Studio album by Shirley and Dolly Collins
- Released: 1970
- Recorded: 1970
- Genre: Folk rock
- Label: Harvest
- Producer: Austin John Marshall

Shirley Collins chronology
| Anthems in Eden (1969) | Love, Death and the Lady (1970) | No Roses (with The Albion Country Band) (1971) |

= Love, Death and the Lady =

Love, Death and the Lady is an album by Shirley and Dolly Collins.

This is a companion-piece to Anthems In Eden (1969), but with a darker tone to it. She attributes the 'melancholy' mood of the album to her own personal loneliness at that time. Many of the instrumentalists of Anthems In Eden are present ('Musica Reservata'), but they contributed sparser accompaniments. The figure of Death appears as a character in the title track. "The Oxford Girl", sung unaccompanied, is about an apparently motiveless murder of a woman by her erstwhile lover. The long instrumental sections which were such a feature of Anthems In Eden, are absent, apart from the start and end of "Plains of Waterloo". The male chorus is present on only one track, "The Bold Fisherman". The thematic unity of the album centres on murder, class conflict and betrayal. "The Outlandish Knight" concerns a serial killer. The album was produced by Austin John Marshall, Shirley's husband at the time. Rejected love plays a part in some songs, and this might echo the fact that Shirley and Austin were on the verge of divorcing each other.

Arrangements are provided by Dolly Collins (Shirley's sister), who plays flute-organ and piano, and gives a minor key accompaniment to some songs. It is almost as if the singer and the instrumentalists are in different worlds. On the tracks which have harpsichord accompaniment (Christopher Hogwood), the contrast lies in the intricacy of the instrumental line, compared to the straightforward vocal presentation of tragic events.

▶ [DATA PROVIDED]:
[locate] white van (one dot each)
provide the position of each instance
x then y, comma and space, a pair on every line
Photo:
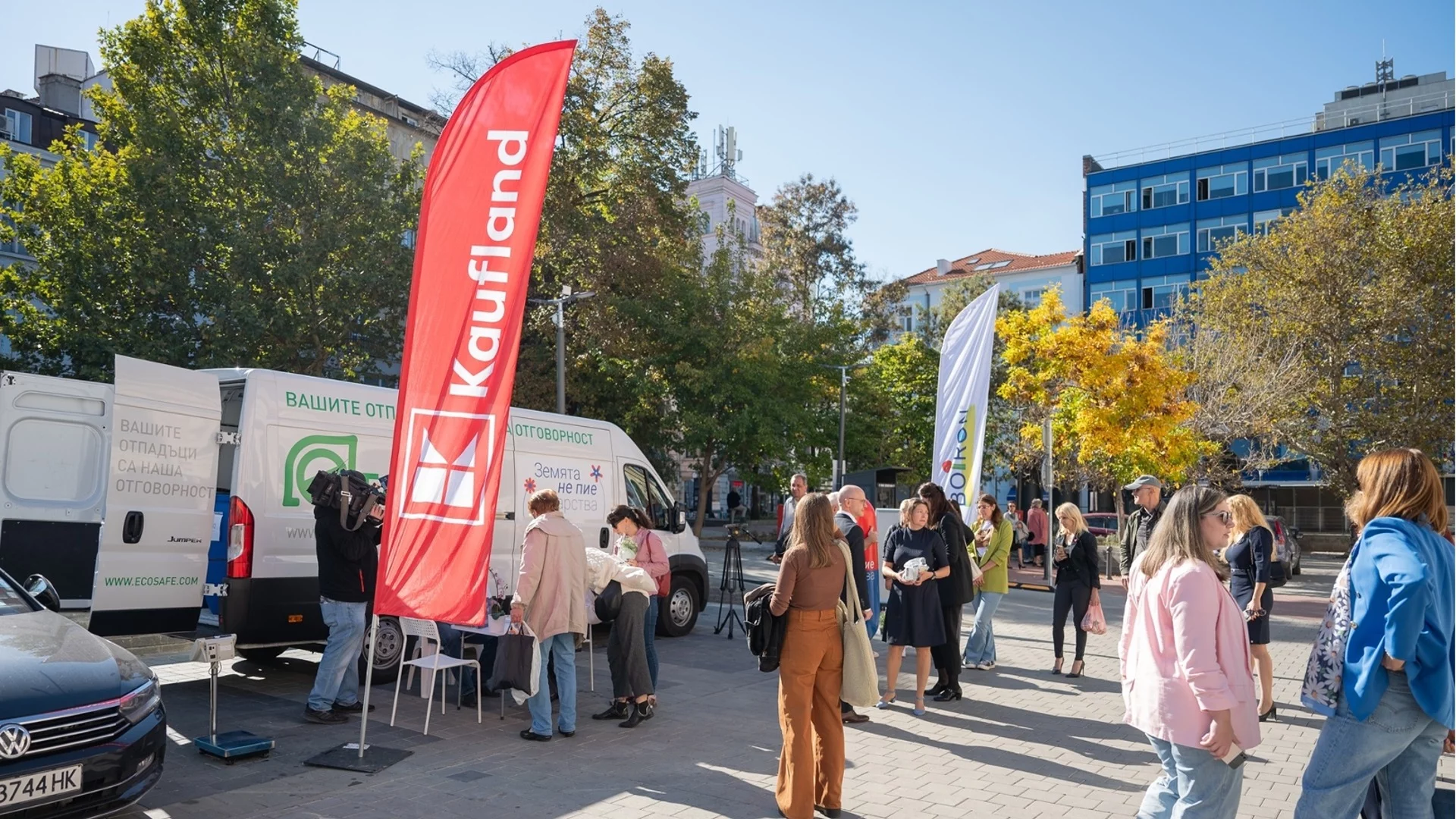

▶ [THE TASK]:
Please say whether each statement agrees with the text on Love, Death and the Lady, answering yes or no and quoting the deciding words: (a) The male chorus is heard on only one track. (b) "The Oxford Girl" has instrumental accompaniment. (c) Dolly Collins plays the harpsichord. The data isn't needed here.

▶ [EXERCISE ANSWER]:
(a) Yes: "The male chorus is present on only one track, "The Bold Fisherman"."
(b) No: ""The Oxford Girl", sung unaccompanied"
(c) No: "who plays flute-organ and piano"